■ Instructions to follow
The entries that follow must be written out exactly, without any of the pictures they contain.
**** Data extracts
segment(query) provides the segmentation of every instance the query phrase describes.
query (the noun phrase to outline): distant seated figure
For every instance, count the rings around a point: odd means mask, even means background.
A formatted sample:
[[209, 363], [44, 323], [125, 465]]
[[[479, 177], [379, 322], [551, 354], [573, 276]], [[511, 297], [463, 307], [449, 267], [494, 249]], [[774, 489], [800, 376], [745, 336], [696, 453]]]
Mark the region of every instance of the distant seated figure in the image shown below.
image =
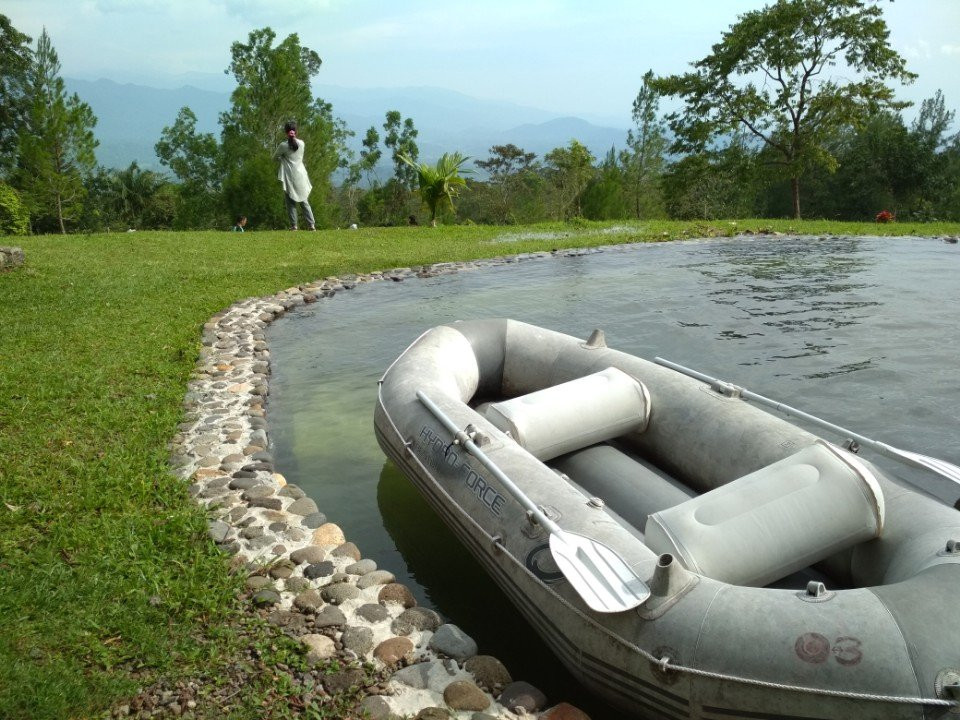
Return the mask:
[[356, 229], [357, 229], [357, 224], [356, 224], [356, 223], [350, 223], [350, 229], [351, 229], [351, 230], [356, 230]]
[[420, 223], [417, 222], [417, 216], [416, 216], [416, 215], [411, 215], [409, 218], [407, 218], [407, 224], [408, 224], [408, 225], [419, 225]]
[[247, 224], [247, 216], [246, 216], [246, 215], [240, 215], [240, 216], [238, 216], [238, 217], [237, 217], [237, 222], [236, 222], [236, 224], [233, 226], [233, 232], [243, 232], [243, 227], [244, 227], [244, 225], [246, 225], [246, 224]]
********
■ Result below
segment(query) provides the segmentation of every instance the query phrase describes.
query (the noun phrase to outline): distant seated figure
For every instance, count the rings around a point: odd means mask, even means background.
A formatted sample:
[[209, 363], [44, 323], [125, 465]]
[[[479, 177], [379, 322], [551, 354], [573, 276]], [[511, 297], [463, 307], [449, 267], [494, 249]], [[774, 489], [800, 376], [745, 336], [696, 453]]]
Mark the region of every instance of the distant seated figure in the image shown below.
image =
Return the mask:
[[356, 229], [357, 229], [357, 224], [356, 224], [356, 223], [350, 223], [350, 229], [351, 229], [351, 230], [356, 230]]
[[420, 223], [417, 222], [417, 216], [416, 216], [416, 215], [411, 215], [409, 218], [407, 218], [407, 224], [408, 224], [408, 225], [419, 225]]
[[247, 224], [247, 216], [246, 216], [246, 215], [240, 215], [240, 216], [238, 216], [238, 217], [237, 217], [237, 222], [236, 222], [236, 224], [233, 226], [233, 232], [243, 232], [243, 227], [244, 227], [244, 225], [246, 225], [246, 224]]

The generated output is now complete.